→ ABOUT THIS EXERCISE
Your copy must hold all of the data below, unchanged and without images.

----

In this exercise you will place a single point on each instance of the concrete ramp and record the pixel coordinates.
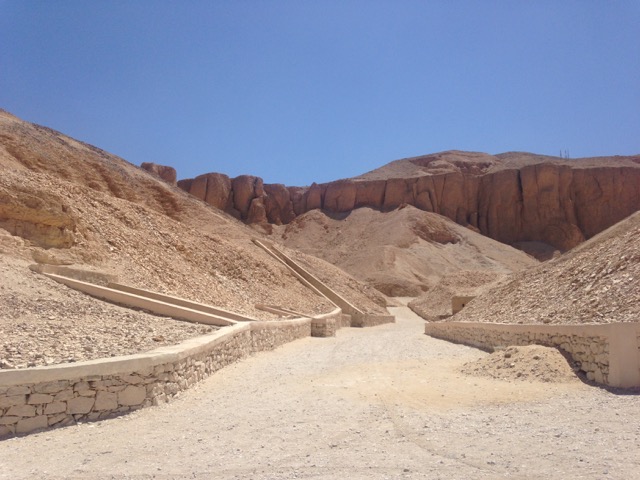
(182, 302)
(308, 279)
(138, 301)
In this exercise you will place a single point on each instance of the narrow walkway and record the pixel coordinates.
(384, 402)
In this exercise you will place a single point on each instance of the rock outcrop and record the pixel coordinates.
(512, 197)
(168, 174)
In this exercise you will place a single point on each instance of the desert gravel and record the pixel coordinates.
(386, 402)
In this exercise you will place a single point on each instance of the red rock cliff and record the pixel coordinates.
(510, 197)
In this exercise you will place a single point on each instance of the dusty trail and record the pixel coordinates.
(386, 402)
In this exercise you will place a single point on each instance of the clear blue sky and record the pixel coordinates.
(301, 91)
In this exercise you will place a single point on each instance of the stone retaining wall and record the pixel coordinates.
(43, 397)
(370, 320)
(608, 354)
(327, 325)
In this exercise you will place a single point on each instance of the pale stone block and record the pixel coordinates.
(51, 387)
(57, 407)
(19, 390)
(106, 401)
(132, 395)
(80, 386)
(30, 424)
(39, 398)
(6, 420)
(55, 419)
(598, 377)
(10, 401)
(80, 405)
(64, 395)
(87, 393)
(131, 379)
(145, 372)
(22, 411)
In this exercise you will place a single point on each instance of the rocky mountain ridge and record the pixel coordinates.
(511, 197)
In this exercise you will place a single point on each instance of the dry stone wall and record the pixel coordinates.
(39, 398)
(607, 354)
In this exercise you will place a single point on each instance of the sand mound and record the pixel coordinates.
(65, 202)
(436, 303)
(530, 363)
(402, 253)
(597, 282)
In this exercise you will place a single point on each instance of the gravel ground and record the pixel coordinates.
(385, 402)
(44, 323)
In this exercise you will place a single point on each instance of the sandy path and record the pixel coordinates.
(385, 402)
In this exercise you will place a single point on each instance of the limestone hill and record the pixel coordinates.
(596, 282)
(401, 253)
(511, 197)
(63, 201)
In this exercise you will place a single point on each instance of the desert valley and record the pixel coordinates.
(545, 251)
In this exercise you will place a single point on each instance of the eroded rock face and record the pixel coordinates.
(510, 198)
(168, 174)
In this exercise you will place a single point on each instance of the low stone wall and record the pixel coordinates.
(608, 354)
(370, 320)
(269, 335)
(43, 397)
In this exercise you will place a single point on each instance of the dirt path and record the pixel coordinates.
(385, 402)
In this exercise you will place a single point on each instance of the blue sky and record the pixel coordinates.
(302, 91)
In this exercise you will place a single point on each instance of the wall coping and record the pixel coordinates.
(623, 339)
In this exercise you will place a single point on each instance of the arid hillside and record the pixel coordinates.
(65, 202)
(401, 253)
(597, 282)
(511, 197)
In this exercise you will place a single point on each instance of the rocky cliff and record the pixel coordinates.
(511, 197)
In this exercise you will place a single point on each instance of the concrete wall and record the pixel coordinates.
(609, 354)
(46, 397)
(370, 320)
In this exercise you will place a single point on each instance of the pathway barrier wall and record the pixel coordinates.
(608, 354)
(52, 396)
(307, 278)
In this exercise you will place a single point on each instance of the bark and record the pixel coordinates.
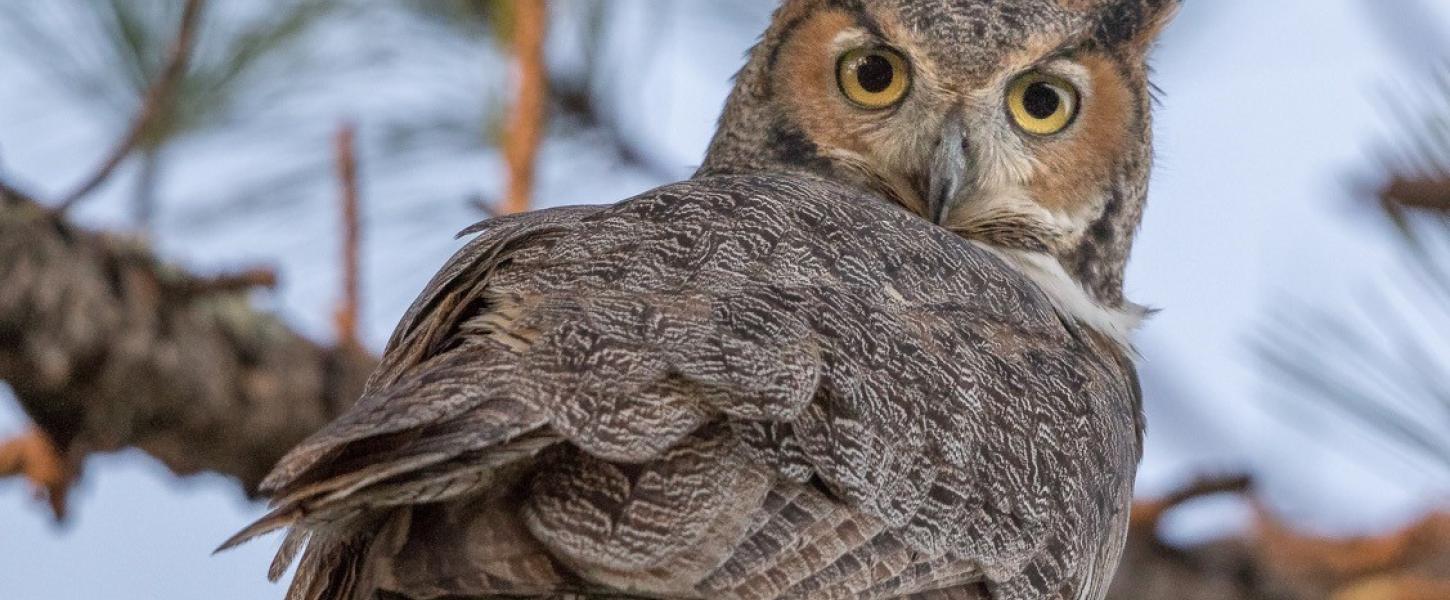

----

→ OUTPUT BELOW
In this exercise you will place a single point on each instance of the concrete ramp and record the pixel coordinates.
(182, 302)
(308, 279)
(138, 301)
In this exercise you will place a single point on each instance of the narrow walkway and record the pixel coordinates.
(384, 402)
In this exercise you will place a single point on each instance of the rock outcrop and record the pixel coordinates.
(512, 197)
(168, 174)
In this exercise you will place a single point on each instance of the desert gravel and record the pixel coordinates.
(386, 402)
In this exercise you will place a single point on each instance of the red rock cliff and record the pixel coordinates.
(510, 197)
In this exercise you will place a single point on each instance of the dusty trail and record the pixel coordinates.
(386, 402)
In this exercise you will place a single point on each instance of the clear blue sky and record the pixel coordinates.
(301, 91)
In this exercise you will place a single point on each instance of the stone retaining wall and record the pixel coordinates.
(43, 397)
(370, 320)
(608, 354)
(327, 325)
In this exercise you will place a single point on each instance of the pale stone block and record the pixel coordinates.
(51, 387)
(57, 407)
(19, 390)
(106, 401)
(132, 395)
(80, 386)
(30, 424)
(39, 398)
(6, 420)
(55, 419)
(598, 377)
(10, 401)
(80, 405)
(64, 395)
(87, 393)
(131, 379)
(145, 372)
(22, 411)
In this exercise you will place a single point on each instance of the rocky mountain ridge and record the pixel coordinates.
(511, 197)
In this exercise you will place a single point on each instance of the dry stone wall and record the pixel coordinates.
(39, 398)
(607, 354)
In this exercise you will place a single point on each instance of the sand mound and record the pixel coordinates.
(65, 202)
(436, 303)
(530, 363)
(402, 253)
(597, 282)
In this exercise you will place a single point on each instance of the gravel ground and record the pixel coordinates.
(385, 402)
(44, 323)
In this exercise you will place a single point on each instance of the sandy path and record the pixel coordinates.
(385, 402)
In this exercise you will place a single point on each instance of the limestone hill and record the pixel coordinates.
(596, 282)
(401, 253)
(511, 197)
(63, 201)
In this exercise you will place a single point on each instance of the desert valley and record the pixel coordinates.
(545, 251)
In this exercise you will place a single point on each instance of the eroded rock face and record the pixel coordinates.
(510, 198)
(168, 174)
In this exercise you will place a single point on each instance of the low stone wall and record the pixel coordinates.
(608, 354)
(370, 320)
(269, 335)
(43, 397)
In this exercise you will place a single point on each instance of the dirt path and record the pixel coordinates.
(385, 402)
In this exercise you will place a single point on each instance of the blue sky and record the pixel coordinates.
(302, 91)
In this exercise you will place a single point on each instance of the wall coping and record the pixel coordinates.
(623, 339)
In this exercise you will place a single point on each instance of the arid hillside and record the pixel coordinates.
(65, 202)
(401, 253)
(597, 282)
(511, 197)
In this exercise you will place a single point on each instance of the rocky cliff and record the pixel coordinates.
(511, 197)
In this exercise you will place a single point on each instance of the concrete wall and record the pixel coordinates.
(609, 354)
(46, 397)
(370, 320)
In this exercise you will place a single point on each instance of the pathway barrier wall and record the pixel coordinates.
(608, 354)
(52, 396)
(307, 278)
In this exercise you will place a single point on each instance of the bark and record the pixel coordinates.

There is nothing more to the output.